[Data excerpts]
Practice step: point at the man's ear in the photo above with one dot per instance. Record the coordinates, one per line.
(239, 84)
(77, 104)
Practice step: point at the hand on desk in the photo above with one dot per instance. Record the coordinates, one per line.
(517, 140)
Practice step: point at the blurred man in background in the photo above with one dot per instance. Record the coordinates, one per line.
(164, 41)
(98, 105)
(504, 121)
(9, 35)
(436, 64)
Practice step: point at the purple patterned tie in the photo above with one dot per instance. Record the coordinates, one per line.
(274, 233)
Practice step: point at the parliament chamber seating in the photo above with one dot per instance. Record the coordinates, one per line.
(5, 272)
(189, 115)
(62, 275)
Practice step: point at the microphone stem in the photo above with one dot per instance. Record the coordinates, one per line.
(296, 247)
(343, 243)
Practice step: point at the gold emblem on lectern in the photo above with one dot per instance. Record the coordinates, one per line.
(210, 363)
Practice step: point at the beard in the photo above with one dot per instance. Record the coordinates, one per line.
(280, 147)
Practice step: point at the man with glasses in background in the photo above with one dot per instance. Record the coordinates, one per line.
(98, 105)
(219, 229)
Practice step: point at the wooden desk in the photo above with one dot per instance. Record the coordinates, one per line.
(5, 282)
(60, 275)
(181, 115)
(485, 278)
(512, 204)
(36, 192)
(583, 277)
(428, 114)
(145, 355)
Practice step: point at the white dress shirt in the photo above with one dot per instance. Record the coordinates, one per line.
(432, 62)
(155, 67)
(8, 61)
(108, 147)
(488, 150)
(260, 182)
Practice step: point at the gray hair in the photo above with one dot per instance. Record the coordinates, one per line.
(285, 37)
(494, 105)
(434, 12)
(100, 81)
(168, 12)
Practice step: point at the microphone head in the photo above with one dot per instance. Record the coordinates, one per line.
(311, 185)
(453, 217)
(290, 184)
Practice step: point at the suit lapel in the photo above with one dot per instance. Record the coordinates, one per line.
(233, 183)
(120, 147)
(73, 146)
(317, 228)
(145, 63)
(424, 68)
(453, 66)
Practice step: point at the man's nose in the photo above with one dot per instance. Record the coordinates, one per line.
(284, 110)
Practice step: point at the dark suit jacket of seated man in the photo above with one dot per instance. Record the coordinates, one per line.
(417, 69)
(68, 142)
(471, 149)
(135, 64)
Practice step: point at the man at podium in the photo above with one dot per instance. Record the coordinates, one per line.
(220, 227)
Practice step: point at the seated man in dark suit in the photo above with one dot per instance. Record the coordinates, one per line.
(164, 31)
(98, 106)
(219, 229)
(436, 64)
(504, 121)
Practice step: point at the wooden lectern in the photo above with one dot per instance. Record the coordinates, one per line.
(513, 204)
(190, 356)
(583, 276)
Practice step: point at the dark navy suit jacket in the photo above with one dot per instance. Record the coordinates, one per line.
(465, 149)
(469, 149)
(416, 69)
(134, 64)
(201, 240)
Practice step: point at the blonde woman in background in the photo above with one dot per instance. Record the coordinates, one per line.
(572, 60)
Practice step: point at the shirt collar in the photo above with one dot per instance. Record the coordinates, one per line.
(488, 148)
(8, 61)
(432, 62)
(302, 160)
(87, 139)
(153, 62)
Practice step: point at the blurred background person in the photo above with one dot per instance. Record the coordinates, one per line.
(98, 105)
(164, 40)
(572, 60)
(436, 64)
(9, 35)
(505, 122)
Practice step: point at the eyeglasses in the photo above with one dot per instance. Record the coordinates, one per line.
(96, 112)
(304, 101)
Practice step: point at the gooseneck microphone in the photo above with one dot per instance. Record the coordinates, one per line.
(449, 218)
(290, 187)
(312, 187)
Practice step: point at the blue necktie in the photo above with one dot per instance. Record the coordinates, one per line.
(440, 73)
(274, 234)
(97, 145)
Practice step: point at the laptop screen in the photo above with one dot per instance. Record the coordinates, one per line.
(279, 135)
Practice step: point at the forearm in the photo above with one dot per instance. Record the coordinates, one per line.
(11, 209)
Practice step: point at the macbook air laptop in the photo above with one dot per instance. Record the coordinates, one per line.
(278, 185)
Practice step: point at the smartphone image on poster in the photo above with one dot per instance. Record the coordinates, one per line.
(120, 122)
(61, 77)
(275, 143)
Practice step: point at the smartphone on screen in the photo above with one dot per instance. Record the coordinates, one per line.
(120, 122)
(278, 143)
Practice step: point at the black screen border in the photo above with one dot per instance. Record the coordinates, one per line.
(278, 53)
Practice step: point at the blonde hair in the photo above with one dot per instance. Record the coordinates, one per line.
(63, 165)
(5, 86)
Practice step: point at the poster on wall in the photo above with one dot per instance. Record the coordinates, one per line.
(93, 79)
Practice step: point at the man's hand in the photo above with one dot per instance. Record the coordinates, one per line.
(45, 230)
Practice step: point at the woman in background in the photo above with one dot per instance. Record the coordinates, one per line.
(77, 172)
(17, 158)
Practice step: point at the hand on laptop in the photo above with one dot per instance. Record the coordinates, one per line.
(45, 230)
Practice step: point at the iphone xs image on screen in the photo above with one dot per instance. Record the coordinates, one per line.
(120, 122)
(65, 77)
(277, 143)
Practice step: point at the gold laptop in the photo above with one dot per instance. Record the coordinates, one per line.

- [Description of the task] Restate all of the entries exactly, please.

- [Answer section]
Practice step: point at the man's ear in the photo above with one dot per instance. Record the coordinates, one per line.
(239, 84)
(77, 104)
Practice step: point at the hand on desk in the photo above with one dot per instance. Record the coordinates, one per line.
(517, 140)
Practice step: point at the blurred man in background in the photo above with one dot per instance. Record the coordinates, one per line.
(164, 41)
(98, 105)
(504, 121)
(9, 35)
(436, 64)
Practice step: point at the purple patterned tie in the photo above with one dot per instance. Record the coordinates, one per line.
(274, 233)
Practice step: point at the parliament chamber seating in the photo above with one dot per instance. Record the coordinates, one per line.
(5, 272)
(189, 115)
(62, 275)
Practice step: point at the microphone stem in the photo above with one dot per instance. Record the coordinates, one per line.
(296, 247)
(343, 243)
Practice step: point at the gold emblem on lectern in the photo above with one dot per instance. Record the coordinates, one per line.
(210, 363)
Practice step: point at the beard in the photo above with one dot per instance. Record the coordinates, one per line.
(280, 147)
Practice step: point at the man with glasses in background in the photo above with one dot per instance. Record the coordinates, one per line.
(98, 105)
(219, 229)
Practice step: point at the wooden desk in the photo above with one dot per instance. Record the coordinates, one per line.
(5, 282)
(60, 275)
(181, 115)
(485, 278)
(512, 204)
(36, 192)
(583, 277)
(428, 114)
(145, 355)
Practice step: point at the white dress shirt in the photo above with one dot per instance. Record the coordinates, one per line.
(432, 62)
(155, 67)
(8, 61)
(108, 147)
(488, 150)
(260, 182)
Practice step: point at the gray hair in the photo above with one dot per instance. Record the coordinates, one per line.
(285, 37)
(494, 105)
(434, 12)
(100, 81)
(168, 12)
Practice step: point at the microphone head in the photo above with one dot per instance. Record the coordinates, one per line.
(311, 185)
(453, 217)
(290, 184)
Practice step: point at the suit lapel in the photo above with one dot per instance. Record the coordinates, one per line.
(233, 183)
(120, 147)
(73, 146)
(317, 228)
(145, 63)
(424, 68)
(453, 66)
Practice step: point at the man's nose in the photo above with one dot per instance. Record the coordinates, one per line.
(284, 110)
Practice step: point at the dark suit jacket of seated man in the photo above with one dot per instance. Record the coordinates, one per line.
(417, 69)
(68, 142)
(471, 149)
(135, 64)
Practice step: point at the man at podium in the photo above with one dot per instance. Record the coordinates, one per line.
(220, 227)
Practice step: point at the seated man in dark suit in the photo above with one dot per instance. Record the coordinates, one per line.
(164, 31)
(98, 106)
(219, 229)
(436, 64)
(504, 121)
Practice step: point at the wooden lectern in the photo above with one dot per instance. Record the coordinates, one per line.
(513, 204)
(190, 356)
(583, 276)
Practice step: point at the dark navy suit jacket in the photo above with one dot per instance. Record the coordinates, one per line.
(465, 149)
(469, 149)
(416, 69)
(134, 64)
(201, 240)
Practice step: point at the blonde woman in background in the photo above with one dot per instance. Record the coordinates, one per line.
(572, 60)
Practice step: point at the shirt collar in the photo above with one dot per instance. Record the coordinates, one per line.
(488, 148)
(8, 61)
(432, 62)
(302, 160)
(87, 139)
(153, 62)
Practice step: point at the blurred background person in the photo above with one dot per instance. Record the coordinates, one per line.
(98, 105)
(164, 40)
(572, 60)
(436, 64)
(9, 35)
(505, 122)
Practice step: point at the eyeglasses in the photo above with one dot per instance. Record the coordinates, one per line.
(96, 112)
(304, 101)
Practice step: point at the gooseneck microphone in the photo above with one dot per instance. Record the coordinates, one per line.
(449, 218)
(290, 187)
(312, 187)
Practice step: point at the blue necktie in the photo above with one dot per instance. Record the coordinates, one per line.
(440, 73)
(274, 234)
(97, 145)
Practice step: point at the laptop screen in the photo above with one dot per instance. Record the coordinates, one per line.
(279, 135)
Practice step: point at the forearm in the photo above with one dot per instance. Record the coordinates, one per line.
(11, 209)
Practice step: point at the macbook air laptop in the photo above with one dot per instance. Record the coordinates, one per line.
(278, 185)
Practice step: point at the smartphone image on poster in the photo above with one dot per instance. Record the coordinates, one per line.
(120, 122)
(61, 77)
(275, 143)
Practice step: point at the smartphone on screen in the photo above with one dot per instance. Record the coordinates, one per line.
(120, 122)
(278, 143)
Practice step: point at the black screen border in the photo above with one dot per instance. Record the coordinates, one per line.
(278, 53)
Practice step: point at the blonde hair in the photo above with one dot per instance. Record the coordinates, one per line.
(63, 165)
(5, 86)
Practice step: point at the poster on wall in the photo above with one dot per instance. Record the coordinates, one per line.
(93, 79)
Practice step: point at the man's hand in the photo above with one dot per instance. Record the coordinates, one per line.
(45, 230)
Practice step: point at the woman in background in the photo above with one dot per instance. Record the coordinates, one per line.
(77, 172)
(17, 158)
Practice step: point at the hand on laptop in the photo above with one dot per instance. Record the coordinates, one per line.
(45, 230)
Practice step: point at the iphone xs image on screen in the photo above with one dot per instance. Record the coordinates, one per line.
(120, 122)
(65, 77)
(277, 143)
Practice step: point at the gold laptop in the photo above with one dot per instance. Record the coordinates, one per line.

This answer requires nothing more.